(Beginning of Provided records)
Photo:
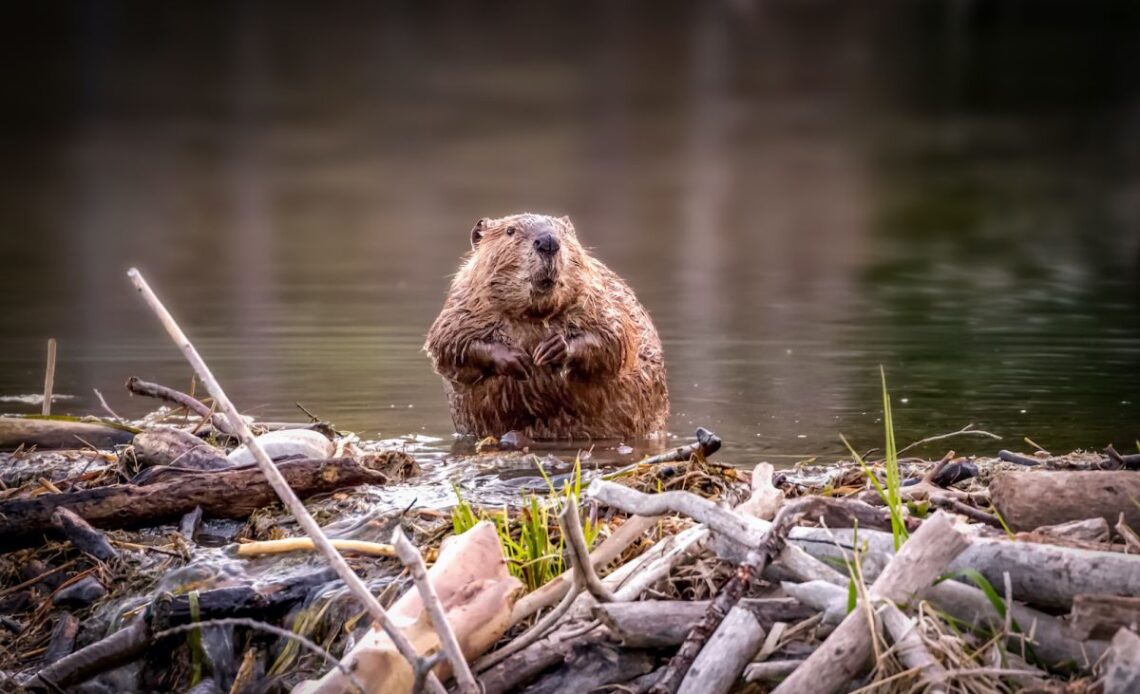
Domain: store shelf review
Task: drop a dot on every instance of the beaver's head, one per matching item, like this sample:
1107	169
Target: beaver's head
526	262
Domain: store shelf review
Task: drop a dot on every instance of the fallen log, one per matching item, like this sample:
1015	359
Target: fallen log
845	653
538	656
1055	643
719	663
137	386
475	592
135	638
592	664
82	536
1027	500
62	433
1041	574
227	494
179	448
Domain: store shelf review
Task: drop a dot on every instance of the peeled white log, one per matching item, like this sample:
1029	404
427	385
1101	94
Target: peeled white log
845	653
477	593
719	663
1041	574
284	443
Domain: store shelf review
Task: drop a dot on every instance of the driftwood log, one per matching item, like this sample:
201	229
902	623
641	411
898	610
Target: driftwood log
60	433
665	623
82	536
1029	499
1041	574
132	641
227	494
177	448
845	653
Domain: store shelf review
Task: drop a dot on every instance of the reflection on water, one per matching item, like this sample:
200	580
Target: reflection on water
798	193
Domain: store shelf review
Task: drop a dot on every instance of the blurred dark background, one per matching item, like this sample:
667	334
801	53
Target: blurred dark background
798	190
(End of Provided records)
(Beginning of Provided records)
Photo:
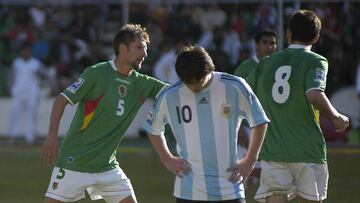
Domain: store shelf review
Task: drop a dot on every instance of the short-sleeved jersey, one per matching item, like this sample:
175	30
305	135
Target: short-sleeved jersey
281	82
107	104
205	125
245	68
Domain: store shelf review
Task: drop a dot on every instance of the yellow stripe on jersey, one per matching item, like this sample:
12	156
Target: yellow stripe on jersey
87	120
(End of Provided records)
(Beginning of Provided records)
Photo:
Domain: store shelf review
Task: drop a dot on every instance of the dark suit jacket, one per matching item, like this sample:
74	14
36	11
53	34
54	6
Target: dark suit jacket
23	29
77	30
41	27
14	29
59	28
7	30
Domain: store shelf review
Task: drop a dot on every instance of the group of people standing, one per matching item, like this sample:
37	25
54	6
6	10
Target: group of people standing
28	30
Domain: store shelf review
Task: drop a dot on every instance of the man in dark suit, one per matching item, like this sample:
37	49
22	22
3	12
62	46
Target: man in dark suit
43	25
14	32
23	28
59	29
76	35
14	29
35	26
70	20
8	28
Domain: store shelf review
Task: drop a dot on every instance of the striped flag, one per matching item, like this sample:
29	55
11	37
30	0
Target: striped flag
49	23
(End of Provided records)
Copy all lines from the material that include "sample".

Task: drop a dot on every instance of the beaver's head, one per matching item, like this sample:
Task: drop a dot on every instance of the fallen log, one per matching item, like this sample:
Task: drop a dot on every instance of the peeled white log, one per matching item, like this sample:
Task: drop a dot on every instance of the driftwood log, one per matching item, like this sample:
Task: drop a dot on every instance of the reflection on water, one per matching item, like this sample:
Task: drop a dot on every instance of the blurred dark background, one per matching item, like this sample:
Task: drop a dot on every instance of the short-sleeved jersey, one per matching item, like this sample:
Task: drop a dot on every instance of the yellow stripe on jersey, one per matching item, like this sample:
Task: drop a dot on every instance of the dark suit jacket, one per matching item, like this sample:
Task: drop a dot on every instance of the group of people standing, one per matching item, like this sample:
Task: drop a dot on every instance of the man in dark suit, one per matching item, like this sample:
Task: drop a dot on every instance of the striped flag, one per matching item, like this sample:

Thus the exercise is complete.